_What is expected_. Every line of the listing belongs in your answer exactly as written; the images do not.

_Extracted data_.
- Opening Delimiter -
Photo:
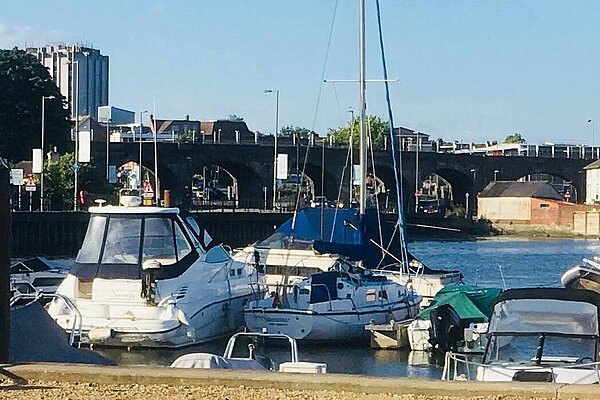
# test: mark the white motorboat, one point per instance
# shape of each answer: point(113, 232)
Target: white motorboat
point(585, 276)
point(145, 276)
point(35, 274)
point(255, 358)
point(334, 305)
point(538, 335)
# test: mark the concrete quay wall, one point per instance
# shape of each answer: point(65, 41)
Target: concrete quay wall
point(253, 380)
point(60, 234)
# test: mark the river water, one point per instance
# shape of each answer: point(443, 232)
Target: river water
point(498, 262)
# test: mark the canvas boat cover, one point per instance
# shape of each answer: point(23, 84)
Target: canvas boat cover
point(35, 264)
point(340, 231)
point(470, 302)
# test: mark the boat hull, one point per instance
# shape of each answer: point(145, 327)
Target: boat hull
point(324, 324)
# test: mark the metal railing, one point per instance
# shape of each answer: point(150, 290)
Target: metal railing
point(458, 368)
point(76, 326)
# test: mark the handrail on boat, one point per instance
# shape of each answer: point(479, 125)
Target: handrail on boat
point(231, 343)
point(328, 293)
point(77, 326)
point(453, 360)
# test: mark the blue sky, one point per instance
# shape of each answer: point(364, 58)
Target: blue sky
point(467, 70)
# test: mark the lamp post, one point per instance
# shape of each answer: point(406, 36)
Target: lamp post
point(76, 109)
point(474, 172)
point(108, 121)
point(141, 132)
point(593, 137)
point(351, 176)
point(416, 172)
point(276, 91)
point(44, 98)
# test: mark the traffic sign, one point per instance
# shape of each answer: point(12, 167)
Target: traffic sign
point(148, 191)
point(16, 176)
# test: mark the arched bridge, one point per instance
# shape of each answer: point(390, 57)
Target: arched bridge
point(252, 166)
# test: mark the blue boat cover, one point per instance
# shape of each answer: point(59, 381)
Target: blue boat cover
point(339, 231)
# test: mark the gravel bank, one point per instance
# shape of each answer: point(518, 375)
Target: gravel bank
point(77, 382)
point(83, 391)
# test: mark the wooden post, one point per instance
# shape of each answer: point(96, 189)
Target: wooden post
point(167, 198)
point(4, 263)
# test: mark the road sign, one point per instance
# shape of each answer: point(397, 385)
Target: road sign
point(16, 176)
point(148, 191)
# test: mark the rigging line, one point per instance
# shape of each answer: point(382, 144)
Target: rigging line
point(337, 101)
point(339, 195)
point(324, 70)
point(375, 191)
point(369, 131)
point(325, 63)
point(397, 163)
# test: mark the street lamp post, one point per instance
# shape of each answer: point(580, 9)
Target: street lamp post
point(141, 136)
point(108, 121)
point(44, 98)
point(276, 91)
point(417, 172)
point(76, 109)
point(593, 137)
point(351, 175)
point(474, 172)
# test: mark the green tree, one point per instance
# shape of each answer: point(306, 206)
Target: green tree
point(59, 181)
point(514, 138)
point(378, 129)
point(289, 131)
point(24, 81)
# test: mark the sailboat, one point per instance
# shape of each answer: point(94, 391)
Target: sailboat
point(316, 240)
point(337, 304)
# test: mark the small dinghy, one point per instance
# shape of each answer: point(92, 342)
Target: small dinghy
point(585, 276)
point(537, 335)
point(255, 343)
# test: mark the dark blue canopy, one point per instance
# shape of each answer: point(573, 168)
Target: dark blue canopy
point(339, 231)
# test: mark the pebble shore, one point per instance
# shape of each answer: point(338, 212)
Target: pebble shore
point(48, 390)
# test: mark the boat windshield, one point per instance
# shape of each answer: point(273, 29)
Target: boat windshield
point(160, 238)
point(535, 316)
point(279, 240)
point(540, 349)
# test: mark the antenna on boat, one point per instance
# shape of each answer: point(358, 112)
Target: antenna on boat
point(502, 276)
point(363, 129)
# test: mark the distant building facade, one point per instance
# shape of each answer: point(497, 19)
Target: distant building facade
point(525, 203)
point(592, 183)
point(78, 71)
point(115, 115)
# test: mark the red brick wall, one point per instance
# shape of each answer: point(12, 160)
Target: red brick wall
point(556, 213)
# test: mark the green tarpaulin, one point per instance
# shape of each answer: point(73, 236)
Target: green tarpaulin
point(469, 302)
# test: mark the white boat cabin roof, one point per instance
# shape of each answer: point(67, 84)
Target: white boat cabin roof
point(133, 210)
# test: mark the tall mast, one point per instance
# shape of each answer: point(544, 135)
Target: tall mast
point(363, 106)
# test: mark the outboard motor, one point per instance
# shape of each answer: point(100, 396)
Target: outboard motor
point(149, 269)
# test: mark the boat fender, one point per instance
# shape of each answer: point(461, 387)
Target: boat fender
point(149, 287)
point(149, 269)
point(259, 268)
point(182, 317)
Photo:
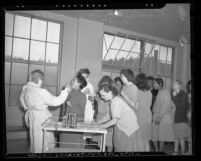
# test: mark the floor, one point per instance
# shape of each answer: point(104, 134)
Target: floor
point(21, 146)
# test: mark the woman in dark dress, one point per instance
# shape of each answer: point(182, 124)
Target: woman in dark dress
point(75, 104)
point(181, 128)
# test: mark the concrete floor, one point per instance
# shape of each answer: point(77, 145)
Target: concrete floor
point(21, 146)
- Closing Delimiter -
_Result for this task_.
Photo:
# test: mark the white motorboat, one point per instance
# shape of each answer: point(113, 232)
Target: white motorboat
point(585, 276)
point(145, 276)
point(35, 274)
point(255, 358)
point(334, 305)
point(538, 335)
# test: mark the concrete quay wall, one point per instance
# shape of each answer: point(65, 41)
Target: concrete quay wall
point(253, 380)
point(60, 234)
# test: mark the river water, one point per instance
# shape of each answer: point(443, 232)
Target: river water
point(498, 262)
# test: mark the canvas boat cover, one point per instance
# shape of each answer: point(23, 84)
Target: canvas boat cover
point(35, 264)
point(340, 231)
point(470, 302)
# test: mark the boat hull, one point per instance
# shape of each answer: point(145, 327)
Target: boat hull
point(324, 324)
# test: mark the metal railing, one point per instance
# shape of each answer: point(150, 290)
Target: metal railing
point(458, 368)
point(76, 326)
# test: mark the handrail on boat, one point per instance
# shape of each answer: point(479, 125)
Target: handrail on boat
point(231, 343)
point(328, 293)
point(77, 326)
point(453, 360)
# test: mark the blue sky, one point per instance
# shape of each answer: point(364, 58)
Target: blue sky
point(467, 70)
# test: mark the lamp post, one point per instance
# shape of each answer: point(406, 36)
Target: lamp post
point(76, 109)
point(474, 172)
point(108, 121)
point(141, 132)
point(593, 137)
point(351, 176)
point(416, 172)
point(276, 91)
point(44, 98)
# test: mark the traffic sign, one point per instance
# shape of each answer: point(12, 167)
Target: traffic sign
point(148, 191)
point(16, 176)
# test: mark the arched bridge, one point per instance
# shape of each answer: point(390, 57)
Target: arched bridge
point(252, 166)
# test: mark the blue boat cover, one point per instance
# shape of each answer: point(59, 381)
Target: blue boat cover
point(339, 231)
# test: mark the gravel bank, one point per instance
# shape of each answer: point(518, 375)
Target: gravel bank
point(77, 382)
point(83, 391)
# test: mark the wooden post, one point per instance
# shape of each answer: point(96, 189)
Target: wooden post
point(167, 198)
point(4, 263)
# test: mark the road sign, one point per instance
# shape of each answer: point(397, 385)
Target: road sign
point(16, 176)
point(148, 191)
# test: mark the rigging line, one point per instance
# shape of each answer: point(382, 144)
Target: rigging line
point(337, 101)
point(339, 195)
point(324, 70)
point(375, 191)
point(369, 131)
point(325, 63)
point(397, 163)
# test: mark the street lamp post, one point per instance
# shape of each answer: point(580, 9)
Target: street lamp post
point(141, 136)
point(108, 121)
point(44, 98)
point(276, 91)
point(417, 172)
point(76, 109)
point(593, 137)
point(351, 175)
point(474, 172)
# test: mark the green tree, one point per instance
# shape of each answer: point(306, 206)
Target: green tree
point(59, 181)
point(514, 138)
point(378, 129)
point(289, 131)
point(24, 81)
# test: mark the sailboat, one point per instance
# shape of each answer: point(94, 391)
Target: sailboat
point(316, 240)
point(337, 304)
# test: mark the small dinghy, one point per instance
# shape of each answer: point(92, 342)
Target: small dinghy
point(585, 276)
point(537, 335)
point(255, 343)
# test: mark the dark blue canopy, one point per instance
# shape of each answer: point(573, 168)
Target: dark blue canopy
point(339, 231)
# test: mark the pebble shore, one point per instance
# shape of each answer: point(338, 212)
Target: pebble shore
point(48, 390)
# test: mark the boat windshield, one point per instance
# shape of each answer: point(273, 29)
Target: boat windshield
point(160, 238)
point(535, 316)
point(279, 240)
point(540, 349)
# test: mark the antenna on boat, one point per instance
# shape of each answer: point(358, 112)
Target: antenna on boat
point(502, 276)
point(363, 129)
# test: mark the distant building facade, one point per instance
# shape of each answer: point(497, 19)
Target: distant building facade
point(525, 203)
point(592, 183)
point(78, 71)
point(115, 115)
# test: mark the red brick wall, one point per instance
# shape of each answer: point(12, 160)
Target: red brick wall
point(556, 213)
# test: mark the green tarpaulin, one point per instance
# shape of each answer: point(73, 236)
Target: green tarpaulin
point(469, 302)
# test: mark the white boat cabin roof, one point per instance
# shape of each answer: point(67, 84)
Target: white boat cabin roof
point(133, 210)
# test: mark the tall mast, one point per instance
# shape of each answer: point(544, 135)
Target: tall mast
point(363, 106)
# test: mark the outboard motor, one point per instance
# shape of each answer: point(100, 396)
Target: outboard motor
point(149, 269)
# test: mark the boat fender, one point per instance
# shape of each answer: point(461, 387)
Target: boat fender
point(149, 287)
point(149, 269)
point(259, 268)
point(182, 317)
Photo:
# test: mark the floor, one point per instance
# shape of each answer: point(104, 134)
Target: floor
point(21, 146)
# test: mark the woman in dark dress, one point per instance
# shape of each answer: point(182, 124)
Target: woman in dark dress
point(75, 104)
point(181, 128)
# test: mark the concrete floor, one point per instance
# shape of each answer: point(77, 145)
Target: concrete floor
point(21, 146)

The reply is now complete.